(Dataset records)

Content starts

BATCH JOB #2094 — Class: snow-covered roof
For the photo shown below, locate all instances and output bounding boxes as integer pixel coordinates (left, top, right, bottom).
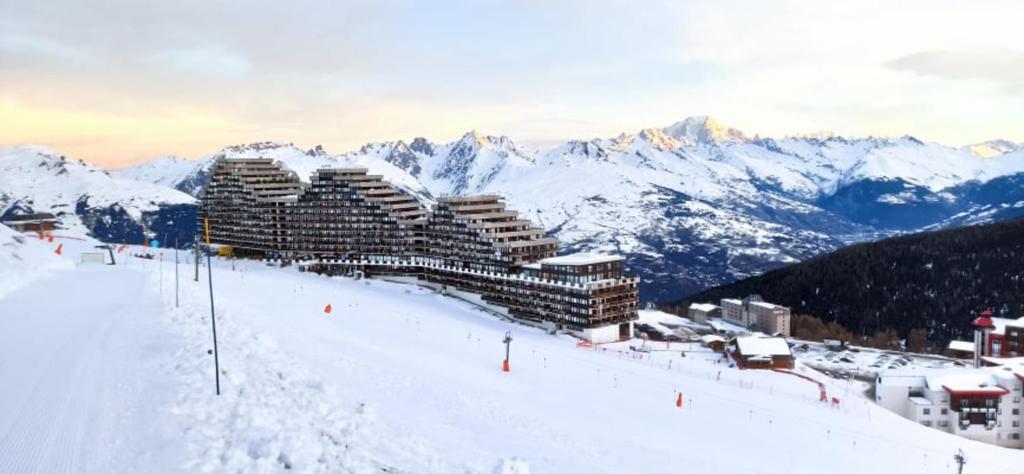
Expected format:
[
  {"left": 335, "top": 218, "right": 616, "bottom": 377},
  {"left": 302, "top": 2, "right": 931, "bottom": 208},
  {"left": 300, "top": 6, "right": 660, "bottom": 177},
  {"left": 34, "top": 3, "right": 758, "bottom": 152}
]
[
  {"left": 540, "top": 253, "right": 623, "bottom": 266},
  {"left": 926, "top": 371, "right": 1009, "bottom": 396},
  {"left": 707, "top": 318, "right": 748, "bottom": 334},
  {"left": 947, "top": 340, "right": 975, "bottom": 353},
  {"left": 991, "top": 316, "right": 1024, "bottom": 335},
  {"left": 721, "top": 298, "right": 742, "bottom": 305},
  {"left": 735, "top": 336, "right": 791, "bottom": 357},
  {"left": 690, "top": 303, "right": 719, "bottom": 312},
  {"left": 701, "top": 334, "right": 726, "bottom": 344},
  {"left": 749, "top": 301, "right": 784, "bottom": 310},
  {"left": 908, "top": 396, "right": 933, "bottom": 406}
]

Content ends

Work order
Make an exact copy of the records above, one that has none of the pictures.

Result below
BATCH JOB #2094 — Class: snow-covered roof
For the photo shown below, locate all instances and output bounding boxes as integer pixel coordinates (left, top, right, bottom).
Expected format:
[
  {"left": 335, "top": 218, "right": 616, "bottom": 377},
  {"left": 302, "top": 2, "right": 931, "bottom": 208},
  {"left": 300, "top": 6, "right": 660, "bottom": 177},
  {"left": 34, "top": 3, "right": 758, "bottom": 152}
]
[
  {"left": 540, "top": 253, "right": 623, "bottom": 266},
  {"left": 926, "top": 371, "right": 1009, "bottom": 396},
  {"left": 707, "top": 318, "right": 748, "bottom": 334},
  {"left": 947, "top": 340, "right": 975, "bottom": 353},
  {"left": 991, "top": 316, "right": 1024, "bottom": 335},
  {"left": 721, "top": 298, "right": 742, "bottom": 305},
  {"left": 735, "top": 336, "right": 791, "bottom": 357},
  {"left": 690, "top": 303, "right": 719, "bottom": 312},
  {"left": 701, "top": 334, "right": 726, "bottom": 344},
  {"left": 749, "top": 301, "right": 784, "bottom": 310},
  {"left": 908, "top": 396, "right": 933, "bottom": 406}
]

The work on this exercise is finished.